▶ _PAGE EXCERPT_:
But by the time Thomas moved there in 1949, the town was a hardscrabble backwater surrounded by fields and hedgerows…but also affordable.
Despite his acknowledged poetic greatness, Thomas always flirted with poverty. As blue-collar and isolated as Laugharne was, it represented the first time in his adult life when he had a house.
Life from Death
The heart of Thomas lore is the Boathouse, where he lived with his family, and the Writing Shed, the quintessential man-cave where he worked. It’s an isolated spot in a village already isolated; the cottage is sandwiched between the Tâf and a sheer retaining wall, separating it from the town.
But when the man died just four years after coming to Laugharne at the age of 39, the Boathouse and Writing Shed became the heliocentric binary star system of the Thomasian universe.
The mythification fairy that would later turn Marilyn Monroe and John Lennon into unassailable icons worked its magic on Thomas and anything he had touched. Laugharne glowed-up ever since.
“Llareggub”

▶ _Point-per-instance localization data_:
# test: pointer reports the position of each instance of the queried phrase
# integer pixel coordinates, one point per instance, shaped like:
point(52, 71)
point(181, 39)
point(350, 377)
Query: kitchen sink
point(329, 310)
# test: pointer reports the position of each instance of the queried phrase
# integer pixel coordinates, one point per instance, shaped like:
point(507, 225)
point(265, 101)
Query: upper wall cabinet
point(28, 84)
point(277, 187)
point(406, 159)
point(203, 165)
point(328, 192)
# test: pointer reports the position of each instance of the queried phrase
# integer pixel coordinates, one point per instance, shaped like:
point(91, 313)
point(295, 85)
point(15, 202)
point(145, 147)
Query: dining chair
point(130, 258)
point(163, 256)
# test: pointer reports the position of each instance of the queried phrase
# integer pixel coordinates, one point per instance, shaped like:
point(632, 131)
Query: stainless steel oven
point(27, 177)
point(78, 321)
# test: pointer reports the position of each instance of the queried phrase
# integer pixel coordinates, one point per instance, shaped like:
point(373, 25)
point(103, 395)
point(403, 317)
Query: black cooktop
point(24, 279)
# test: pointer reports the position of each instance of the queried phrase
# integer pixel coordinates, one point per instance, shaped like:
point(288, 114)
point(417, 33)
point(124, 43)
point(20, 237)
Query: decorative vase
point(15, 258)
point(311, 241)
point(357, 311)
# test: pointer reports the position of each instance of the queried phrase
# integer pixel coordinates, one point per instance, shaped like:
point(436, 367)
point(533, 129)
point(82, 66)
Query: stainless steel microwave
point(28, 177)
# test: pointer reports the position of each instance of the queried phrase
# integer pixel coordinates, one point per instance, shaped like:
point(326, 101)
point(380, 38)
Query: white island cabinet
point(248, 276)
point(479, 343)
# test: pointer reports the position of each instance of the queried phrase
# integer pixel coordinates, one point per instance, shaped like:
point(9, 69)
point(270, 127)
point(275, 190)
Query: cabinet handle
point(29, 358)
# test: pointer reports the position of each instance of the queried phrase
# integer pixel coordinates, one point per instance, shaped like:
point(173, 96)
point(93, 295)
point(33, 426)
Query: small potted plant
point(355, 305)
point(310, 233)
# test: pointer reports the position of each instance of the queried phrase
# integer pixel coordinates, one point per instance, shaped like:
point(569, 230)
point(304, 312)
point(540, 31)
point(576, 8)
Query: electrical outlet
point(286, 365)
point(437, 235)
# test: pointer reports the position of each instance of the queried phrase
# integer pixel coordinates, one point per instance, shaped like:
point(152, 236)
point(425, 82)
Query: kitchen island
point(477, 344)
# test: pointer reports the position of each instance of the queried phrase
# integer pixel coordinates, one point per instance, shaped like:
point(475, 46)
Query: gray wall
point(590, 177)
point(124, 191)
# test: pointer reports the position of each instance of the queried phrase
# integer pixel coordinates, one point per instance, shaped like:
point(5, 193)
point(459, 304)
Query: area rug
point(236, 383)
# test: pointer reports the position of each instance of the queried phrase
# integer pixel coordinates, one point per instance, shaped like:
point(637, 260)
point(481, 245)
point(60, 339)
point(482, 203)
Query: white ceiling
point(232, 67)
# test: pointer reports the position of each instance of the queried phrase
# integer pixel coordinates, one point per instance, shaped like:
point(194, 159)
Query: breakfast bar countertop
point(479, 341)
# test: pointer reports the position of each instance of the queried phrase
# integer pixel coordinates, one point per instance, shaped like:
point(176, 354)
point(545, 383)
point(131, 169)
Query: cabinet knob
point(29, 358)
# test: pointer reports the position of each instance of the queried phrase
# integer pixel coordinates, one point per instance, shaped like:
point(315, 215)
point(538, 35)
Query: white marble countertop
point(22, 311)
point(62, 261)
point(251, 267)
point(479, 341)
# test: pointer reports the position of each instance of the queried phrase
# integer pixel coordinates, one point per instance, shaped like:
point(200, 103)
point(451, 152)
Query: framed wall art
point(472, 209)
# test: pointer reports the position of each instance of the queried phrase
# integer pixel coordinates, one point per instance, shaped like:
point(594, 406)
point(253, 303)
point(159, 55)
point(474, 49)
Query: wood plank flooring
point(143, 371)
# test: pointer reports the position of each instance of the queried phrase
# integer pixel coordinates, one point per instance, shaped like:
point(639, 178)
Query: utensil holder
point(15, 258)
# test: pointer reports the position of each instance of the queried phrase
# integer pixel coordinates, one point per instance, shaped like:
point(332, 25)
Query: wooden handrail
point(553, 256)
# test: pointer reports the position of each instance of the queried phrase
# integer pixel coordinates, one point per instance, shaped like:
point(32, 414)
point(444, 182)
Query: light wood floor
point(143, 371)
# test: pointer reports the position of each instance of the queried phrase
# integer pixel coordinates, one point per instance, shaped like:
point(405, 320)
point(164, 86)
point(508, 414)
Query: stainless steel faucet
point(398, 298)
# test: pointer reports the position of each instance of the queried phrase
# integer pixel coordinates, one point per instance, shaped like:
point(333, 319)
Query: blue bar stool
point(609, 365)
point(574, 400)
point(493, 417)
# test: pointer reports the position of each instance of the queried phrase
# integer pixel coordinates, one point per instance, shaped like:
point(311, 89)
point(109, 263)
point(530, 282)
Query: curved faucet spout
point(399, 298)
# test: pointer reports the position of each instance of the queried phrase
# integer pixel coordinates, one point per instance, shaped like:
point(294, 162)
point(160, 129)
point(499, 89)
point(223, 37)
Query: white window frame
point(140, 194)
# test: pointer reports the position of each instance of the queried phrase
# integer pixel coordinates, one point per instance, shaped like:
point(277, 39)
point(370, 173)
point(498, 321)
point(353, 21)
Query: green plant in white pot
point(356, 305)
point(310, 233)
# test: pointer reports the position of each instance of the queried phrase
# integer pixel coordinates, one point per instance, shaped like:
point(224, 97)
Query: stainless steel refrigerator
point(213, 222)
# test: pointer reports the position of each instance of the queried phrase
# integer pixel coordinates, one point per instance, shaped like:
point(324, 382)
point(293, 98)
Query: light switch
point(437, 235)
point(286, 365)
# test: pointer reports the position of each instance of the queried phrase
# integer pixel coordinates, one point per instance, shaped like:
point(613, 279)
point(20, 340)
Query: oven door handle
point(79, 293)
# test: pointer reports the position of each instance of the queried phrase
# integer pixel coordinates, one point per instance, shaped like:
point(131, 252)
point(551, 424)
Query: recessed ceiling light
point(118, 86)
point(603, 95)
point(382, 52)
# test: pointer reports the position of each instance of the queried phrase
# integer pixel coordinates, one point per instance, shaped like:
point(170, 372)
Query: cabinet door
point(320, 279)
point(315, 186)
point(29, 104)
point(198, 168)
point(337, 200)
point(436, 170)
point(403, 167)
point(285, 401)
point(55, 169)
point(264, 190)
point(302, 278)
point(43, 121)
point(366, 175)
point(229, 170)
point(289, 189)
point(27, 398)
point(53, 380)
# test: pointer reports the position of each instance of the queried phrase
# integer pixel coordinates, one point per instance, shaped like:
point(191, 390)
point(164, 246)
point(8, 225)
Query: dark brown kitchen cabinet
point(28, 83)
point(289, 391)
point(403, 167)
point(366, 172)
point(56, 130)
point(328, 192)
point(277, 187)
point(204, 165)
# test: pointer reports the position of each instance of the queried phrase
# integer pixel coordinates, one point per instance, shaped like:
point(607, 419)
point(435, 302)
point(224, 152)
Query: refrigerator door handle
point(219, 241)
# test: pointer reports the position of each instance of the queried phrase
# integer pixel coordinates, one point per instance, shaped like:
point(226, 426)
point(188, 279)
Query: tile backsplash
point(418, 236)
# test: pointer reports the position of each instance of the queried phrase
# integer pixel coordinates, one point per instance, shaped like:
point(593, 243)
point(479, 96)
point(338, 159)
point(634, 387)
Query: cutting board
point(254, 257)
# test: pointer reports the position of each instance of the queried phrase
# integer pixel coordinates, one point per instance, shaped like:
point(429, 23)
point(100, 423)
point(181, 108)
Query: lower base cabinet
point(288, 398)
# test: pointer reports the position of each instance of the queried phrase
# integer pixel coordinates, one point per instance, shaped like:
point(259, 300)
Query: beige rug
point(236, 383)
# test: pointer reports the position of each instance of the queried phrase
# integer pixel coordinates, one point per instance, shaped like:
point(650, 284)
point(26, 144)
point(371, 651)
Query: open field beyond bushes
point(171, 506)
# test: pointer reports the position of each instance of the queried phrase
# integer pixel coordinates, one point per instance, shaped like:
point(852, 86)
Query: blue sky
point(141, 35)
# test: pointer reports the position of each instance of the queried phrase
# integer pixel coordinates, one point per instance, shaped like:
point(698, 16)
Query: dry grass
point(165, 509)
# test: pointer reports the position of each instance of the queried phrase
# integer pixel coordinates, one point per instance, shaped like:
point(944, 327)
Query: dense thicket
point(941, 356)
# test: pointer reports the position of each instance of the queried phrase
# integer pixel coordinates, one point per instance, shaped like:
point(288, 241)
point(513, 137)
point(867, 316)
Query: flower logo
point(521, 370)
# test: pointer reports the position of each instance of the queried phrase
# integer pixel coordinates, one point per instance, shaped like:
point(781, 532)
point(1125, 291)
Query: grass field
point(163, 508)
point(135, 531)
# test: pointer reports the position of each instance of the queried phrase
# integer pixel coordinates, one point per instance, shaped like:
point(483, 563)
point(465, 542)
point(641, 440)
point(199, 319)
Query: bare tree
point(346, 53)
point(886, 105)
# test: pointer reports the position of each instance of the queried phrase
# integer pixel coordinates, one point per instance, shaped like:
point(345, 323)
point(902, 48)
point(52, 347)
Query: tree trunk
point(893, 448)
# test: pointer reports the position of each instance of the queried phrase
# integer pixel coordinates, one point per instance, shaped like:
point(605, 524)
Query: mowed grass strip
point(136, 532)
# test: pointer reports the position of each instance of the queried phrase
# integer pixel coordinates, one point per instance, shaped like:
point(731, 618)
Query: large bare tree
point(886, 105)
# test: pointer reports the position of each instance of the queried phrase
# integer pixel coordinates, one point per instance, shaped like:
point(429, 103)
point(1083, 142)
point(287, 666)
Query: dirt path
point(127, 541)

▶ _REQUIRED WORK_:
1. According to the Laugharne passage, in what year did Thomas move to the town?
2. Pick up the Laugharne passage after its final heading and continue it.
The rows are separate from the Laugharne passage and have nothing to do with it.

▶ _EXPECTED RESPONSES_:
1. 1949

2.
What had been a rough fishing village transformed itself into a literary tourism hotspot; the Boathouse is now a museum and teahouse.
The Brown’s is now a boutique hotel (and where I stayed). There is a festival, a pub crawl, and a nature walk all in his name. Not only did Thomas gain a legacy, he became an industry.
But Laugharne, called Talacharn in Welsh, is nothing if not realistic, with an ironic twist. Dylan’s opinion of the town was, um, thorny. “Under Milk Wood,” perhaps Thomas’ seminal work and where the poet waxes poetic about the little lives of little people in a little town is an alternate dimension based on Laugharne.
Names were changed, of course; Laugharne became the remarkably Welsh-sounding “Llareggub.” Spell that backwards. The townsfolk love it.
Late in the day, I hiked Dylan’s Birthday Walk. Forested and inviting, it’s the trail Thomas often took up Sir John’s Hill, giving him views over the Tâf and its mighty estuarial tides.
The panorama is vast, and multiple personalities of the river deeply impressed Thomas, but walks in the woods was one of the few distractions available to him at the time.
Then and now, Laughne is tiny; I walked across it in a morning and needed a taxi from nearby Carmarthen to get to it. Arthurian landscapes, world-class pubs (and the good food, times, and company in them), plus time to think is what the town is all about.
But Wales isn’t about big cities. Its songs come from the countryside, and the little villages amid the sheep fields where Welsh is still spoken.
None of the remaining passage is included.